DOCUMENT SEGMENT:
# # # #

Dear Anon-O-Box: Asking Out Women At Conventions

Dear Anon-O-Box,

It’s been a few years since my ex-fiancee and I broke off our relationship, and I’m finally ready to start dating again. The problem is, being pretty geekish, I’ve been trying to come up with areas I could meet a girl who also has geeky interests.

One idea that has crossed my mind is asking out women I meet at cons. On one hand, it seems like a good idea–the women there more than likely share my interests and since this is anonymous, I have to admit that a lot of cosplayers are pretty good-looking, costume or no.

Here’s the problem, though–I really don’t want to be “that guy.” You know, the boor who goes around making women feel as though they’re just sex objects, or just making women feel uncomfortable.

So my question is, can I ask out someone who I meet at a con? If the answer is yes, can you give any advice on the subject?

Thanks very much,

Looking but Unsure

e answers:

You can definitely ask out someone you meet at a con!  There are always “We Met at ___ Con” love stories – in fact, there was a story on CNN a while back about geeks who found love at Dragon*Con.

But first, let’s go over the “that guy” list (for those who may not know they’re “that guy”).

That guy:

  • Stalks the costumed girls around the con floor… and then into the hotel.
  • Asks for lots and lots of photos.
  • Makes lewd comments.
  • Talks to breasts instead of faces.

# # # #

[Part of a data file]
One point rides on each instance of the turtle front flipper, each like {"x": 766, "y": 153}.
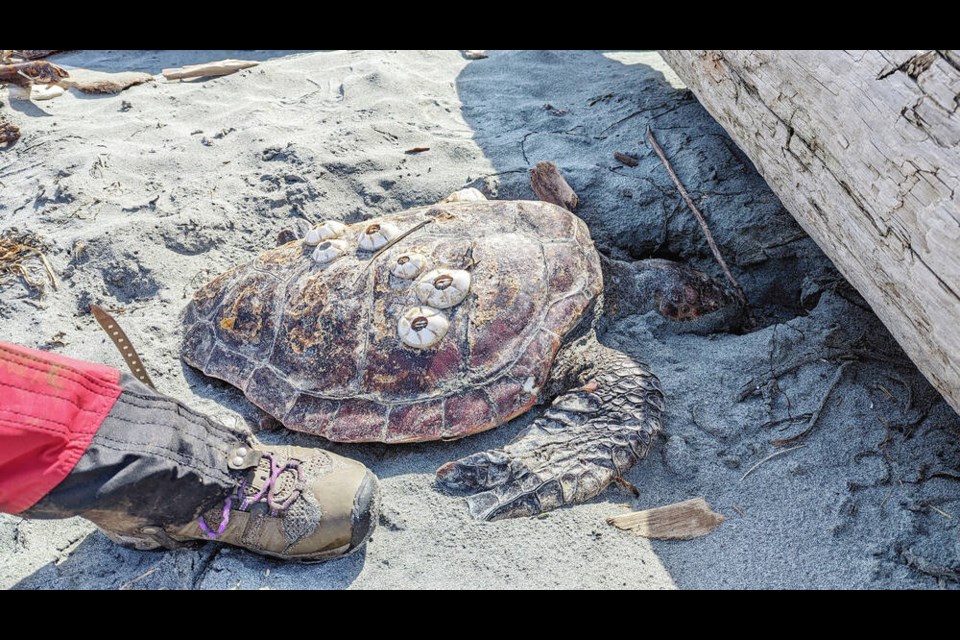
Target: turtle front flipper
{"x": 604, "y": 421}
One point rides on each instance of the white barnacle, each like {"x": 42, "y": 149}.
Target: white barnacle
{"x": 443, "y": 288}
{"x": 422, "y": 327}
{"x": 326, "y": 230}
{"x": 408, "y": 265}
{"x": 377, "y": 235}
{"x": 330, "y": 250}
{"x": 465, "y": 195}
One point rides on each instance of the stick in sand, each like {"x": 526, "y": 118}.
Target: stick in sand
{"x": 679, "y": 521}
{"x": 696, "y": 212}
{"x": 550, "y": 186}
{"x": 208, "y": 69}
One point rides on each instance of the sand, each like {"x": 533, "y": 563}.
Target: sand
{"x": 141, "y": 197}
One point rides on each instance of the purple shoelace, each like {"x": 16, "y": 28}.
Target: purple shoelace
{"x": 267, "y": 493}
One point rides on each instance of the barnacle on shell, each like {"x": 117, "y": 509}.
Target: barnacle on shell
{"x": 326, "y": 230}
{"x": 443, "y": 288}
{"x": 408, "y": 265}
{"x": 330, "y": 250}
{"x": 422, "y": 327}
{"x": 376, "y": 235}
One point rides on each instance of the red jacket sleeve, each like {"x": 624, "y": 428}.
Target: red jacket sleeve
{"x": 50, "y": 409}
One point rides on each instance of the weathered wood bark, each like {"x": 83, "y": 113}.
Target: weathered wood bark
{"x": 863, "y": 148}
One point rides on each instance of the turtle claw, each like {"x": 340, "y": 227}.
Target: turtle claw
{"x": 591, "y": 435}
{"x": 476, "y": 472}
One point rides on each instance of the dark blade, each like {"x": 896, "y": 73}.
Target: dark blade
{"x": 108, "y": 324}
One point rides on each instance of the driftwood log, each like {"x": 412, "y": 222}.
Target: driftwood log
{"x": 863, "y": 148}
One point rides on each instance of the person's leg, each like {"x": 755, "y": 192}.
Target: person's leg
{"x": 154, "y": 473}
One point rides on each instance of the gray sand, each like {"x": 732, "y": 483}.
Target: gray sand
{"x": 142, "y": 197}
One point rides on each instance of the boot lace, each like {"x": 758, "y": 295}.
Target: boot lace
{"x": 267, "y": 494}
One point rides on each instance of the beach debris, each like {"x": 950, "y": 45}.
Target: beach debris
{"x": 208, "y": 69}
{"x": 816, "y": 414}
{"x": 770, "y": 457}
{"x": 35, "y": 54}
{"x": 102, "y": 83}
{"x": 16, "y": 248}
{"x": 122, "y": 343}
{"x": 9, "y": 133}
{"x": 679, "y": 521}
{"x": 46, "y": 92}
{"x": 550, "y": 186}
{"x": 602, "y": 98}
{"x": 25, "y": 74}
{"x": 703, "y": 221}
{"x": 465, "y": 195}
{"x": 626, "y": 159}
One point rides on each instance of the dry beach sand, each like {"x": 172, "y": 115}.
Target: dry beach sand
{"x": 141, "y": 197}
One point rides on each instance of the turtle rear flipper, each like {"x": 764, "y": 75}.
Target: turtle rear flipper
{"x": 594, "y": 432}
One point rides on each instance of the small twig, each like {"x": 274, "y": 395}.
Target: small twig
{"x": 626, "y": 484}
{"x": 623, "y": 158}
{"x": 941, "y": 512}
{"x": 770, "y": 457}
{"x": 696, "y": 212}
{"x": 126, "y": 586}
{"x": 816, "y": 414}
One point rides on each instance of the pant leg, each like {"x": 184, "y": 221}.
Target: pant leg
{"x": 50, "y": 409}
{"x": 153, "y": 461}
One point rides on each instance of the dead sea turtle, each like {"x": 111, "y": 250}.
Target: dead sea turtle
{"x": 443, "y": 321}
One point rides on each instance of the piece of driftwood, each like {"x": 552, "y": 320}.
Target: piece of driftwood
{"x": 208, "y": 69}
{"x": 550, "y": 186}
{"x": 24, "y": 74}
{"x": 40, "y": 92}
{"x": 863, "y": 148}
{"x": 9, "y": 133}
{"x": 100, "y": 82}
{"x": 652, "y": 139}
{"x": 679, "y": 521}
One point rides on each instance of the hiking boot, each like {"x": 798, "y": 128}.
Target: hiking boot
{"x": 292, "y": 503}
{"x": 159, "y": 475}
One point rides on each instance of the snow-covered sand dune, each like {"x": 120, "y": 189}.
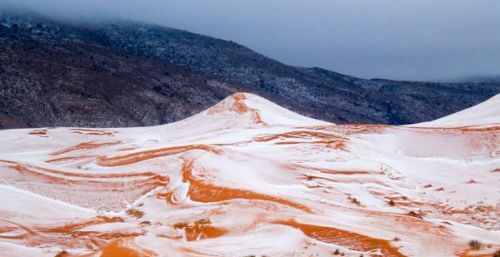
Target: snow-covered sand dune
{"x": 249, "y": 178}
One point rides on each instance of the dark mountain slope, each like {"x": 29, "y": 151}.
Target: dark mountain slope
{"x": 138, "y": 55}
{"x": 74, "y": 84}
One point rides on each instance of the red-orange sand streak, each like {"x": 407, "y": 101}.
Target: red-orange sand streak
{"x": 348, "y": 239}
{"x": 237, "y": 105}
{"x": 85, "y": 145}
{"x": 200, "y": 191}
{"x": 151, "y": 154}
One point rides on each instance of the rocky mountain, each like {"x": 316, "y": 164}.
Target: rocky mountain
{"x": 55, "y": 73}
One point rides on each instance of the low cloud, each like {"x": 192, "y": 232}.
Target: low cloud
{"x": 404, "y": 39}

# # # #

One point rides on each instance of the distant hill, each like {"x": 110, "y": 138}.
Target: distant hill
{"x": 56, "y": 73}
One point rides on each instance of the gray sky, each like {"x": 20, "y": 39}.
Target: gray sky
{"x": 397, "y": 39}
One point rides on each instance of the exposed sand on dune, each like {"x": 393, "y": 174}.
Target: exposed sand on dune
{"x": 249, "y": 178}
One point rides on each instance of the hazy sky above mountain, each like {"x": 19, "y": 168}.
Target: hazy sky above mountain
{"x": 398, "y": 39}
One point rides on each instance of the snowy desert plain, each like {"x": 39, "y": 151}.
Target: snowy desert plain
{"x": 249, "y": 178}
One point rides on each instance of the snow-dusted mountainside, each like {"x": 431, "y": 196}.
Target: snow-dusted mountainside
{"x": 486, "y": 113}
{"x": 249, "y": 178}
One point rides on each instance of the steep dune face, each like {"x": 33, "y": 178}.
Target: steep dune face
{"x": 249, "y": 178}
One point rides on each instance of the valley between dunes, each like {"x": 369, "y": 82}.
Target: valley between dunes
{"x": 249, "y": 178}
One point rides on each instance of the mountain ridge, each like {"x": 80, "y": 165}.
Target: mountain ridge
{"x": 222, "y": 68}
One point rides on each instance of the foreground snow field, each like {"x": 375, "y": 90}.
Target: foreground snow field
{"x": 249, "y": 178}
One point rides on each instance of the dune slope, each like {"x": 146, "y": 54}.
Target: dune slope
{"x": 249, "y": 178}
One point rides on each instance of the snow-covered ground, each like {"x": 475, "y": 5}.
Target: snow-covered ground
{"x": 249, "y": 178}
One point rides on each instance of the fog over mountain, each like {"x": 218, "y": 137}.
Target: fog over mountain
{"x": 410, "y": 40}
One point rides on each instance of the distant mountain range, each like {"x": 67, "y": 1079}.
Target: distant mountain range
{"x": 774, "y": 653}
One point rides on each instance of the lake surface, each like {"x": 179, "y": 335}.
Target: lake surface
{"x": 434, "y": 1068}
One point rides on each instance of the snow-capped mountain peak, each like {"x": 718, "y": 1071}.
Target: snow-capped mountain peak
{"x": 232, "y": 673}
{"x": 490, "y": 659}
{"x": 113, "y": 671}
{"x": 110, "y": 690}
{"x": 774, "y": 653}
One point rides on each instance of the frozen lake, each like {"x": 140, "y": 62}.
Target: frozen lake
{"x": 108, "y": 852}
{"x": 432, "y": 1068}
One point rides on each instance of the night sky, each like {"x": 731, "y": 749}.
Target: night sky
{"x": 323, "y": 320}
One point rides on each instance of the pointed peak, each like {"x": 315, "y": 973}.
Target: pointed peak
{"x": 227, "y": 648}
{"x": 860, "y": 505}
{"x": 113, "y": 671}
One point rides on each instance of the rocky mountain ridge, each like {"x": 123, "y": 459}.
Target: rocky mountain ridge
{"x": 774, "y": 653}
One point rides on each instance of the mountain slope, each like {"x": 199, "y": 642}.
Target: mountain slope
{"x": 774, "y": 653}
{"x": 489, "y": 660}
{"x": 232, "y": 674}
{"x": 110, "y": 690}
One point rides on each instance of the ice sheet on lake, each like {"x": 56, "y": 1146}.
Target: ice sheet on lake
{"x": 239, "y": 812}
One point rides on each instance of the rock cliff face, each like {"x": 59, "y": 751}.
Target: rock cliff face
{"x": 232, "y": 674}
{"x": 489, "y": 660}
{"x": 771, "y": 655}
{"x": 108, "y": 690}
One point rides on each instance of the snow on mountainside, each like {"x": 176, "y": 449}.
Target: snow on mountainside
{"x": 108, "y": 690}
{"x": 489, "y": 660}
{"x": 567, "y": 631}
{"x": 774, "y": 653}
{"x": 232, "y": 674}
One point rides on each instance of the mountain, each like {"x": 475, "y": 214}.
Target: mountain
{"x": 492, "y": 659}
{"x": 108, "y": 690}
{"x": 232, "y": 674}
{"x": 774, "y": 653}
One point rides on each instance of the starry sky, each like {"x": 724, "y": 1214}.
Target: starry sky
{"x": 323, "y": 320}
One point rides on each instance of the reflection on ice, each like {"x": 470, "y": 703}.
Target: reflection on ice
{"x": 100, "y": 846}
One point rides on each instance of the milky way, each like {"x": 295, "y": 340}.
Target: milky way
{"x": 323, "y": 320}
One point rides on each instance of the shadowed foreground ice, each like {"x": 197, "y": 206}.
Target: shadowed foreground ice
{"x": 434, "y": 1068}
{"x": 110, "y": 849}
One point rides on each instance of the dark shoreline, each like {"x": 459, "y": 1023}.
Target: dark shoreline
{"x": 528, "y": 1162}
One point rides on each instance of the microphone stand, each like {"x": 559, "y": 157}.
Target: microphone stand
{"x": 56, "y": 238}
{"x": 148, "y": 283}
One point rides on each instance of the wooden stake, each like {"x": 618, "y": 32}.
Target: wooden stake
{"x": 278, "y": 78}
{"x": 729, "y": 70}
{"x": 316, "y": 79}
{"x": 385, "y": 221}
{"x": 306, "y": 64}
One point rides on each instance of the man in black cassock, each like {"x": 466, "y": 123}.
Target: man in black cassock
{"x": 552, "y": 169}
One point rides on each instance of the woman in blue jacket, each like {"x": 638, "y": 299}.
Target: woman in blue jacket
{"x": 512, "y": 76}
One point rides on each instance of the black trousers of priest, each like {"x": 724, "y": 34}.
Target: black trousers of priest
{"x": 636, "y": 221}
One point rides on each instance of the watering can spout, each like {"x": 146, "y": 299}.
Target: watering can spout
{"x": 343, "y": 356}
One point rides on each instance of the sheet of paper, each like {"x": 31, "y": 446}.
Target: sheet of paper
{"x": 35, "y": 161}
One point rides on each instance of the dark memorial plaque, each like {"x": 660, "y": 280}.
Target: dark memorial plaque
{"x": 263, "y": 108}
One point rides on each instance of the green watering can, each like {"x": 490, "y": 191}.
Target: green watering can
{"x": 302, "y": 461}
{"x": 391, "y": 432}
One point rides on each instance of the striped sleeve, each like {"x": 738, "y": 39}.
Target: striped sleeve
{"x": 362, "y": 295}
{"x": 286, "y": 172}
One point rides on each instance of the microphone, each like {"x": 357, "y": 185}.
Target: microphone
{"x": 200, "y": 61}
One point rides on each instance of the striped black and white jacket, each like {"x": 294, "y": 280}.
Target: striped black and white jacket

# # # #

CHALLENGES:
**A.** In the advice column, why does asking out women met at cons seem like a good idea to the letter writer? Answer in one to three sentences.
**B.** Count the lines of the records that contain the string "capped", with case counting, and give only the number.
The text and the records are unrelated to each other.

OUTPUTS:
**A.** The writer thinks the women there more than likely share the writer's geeky interests. Since the letter is anonymous, the writer also admits that a lot of cosplayers are pretty good-looking, costume or no.

**B.** 2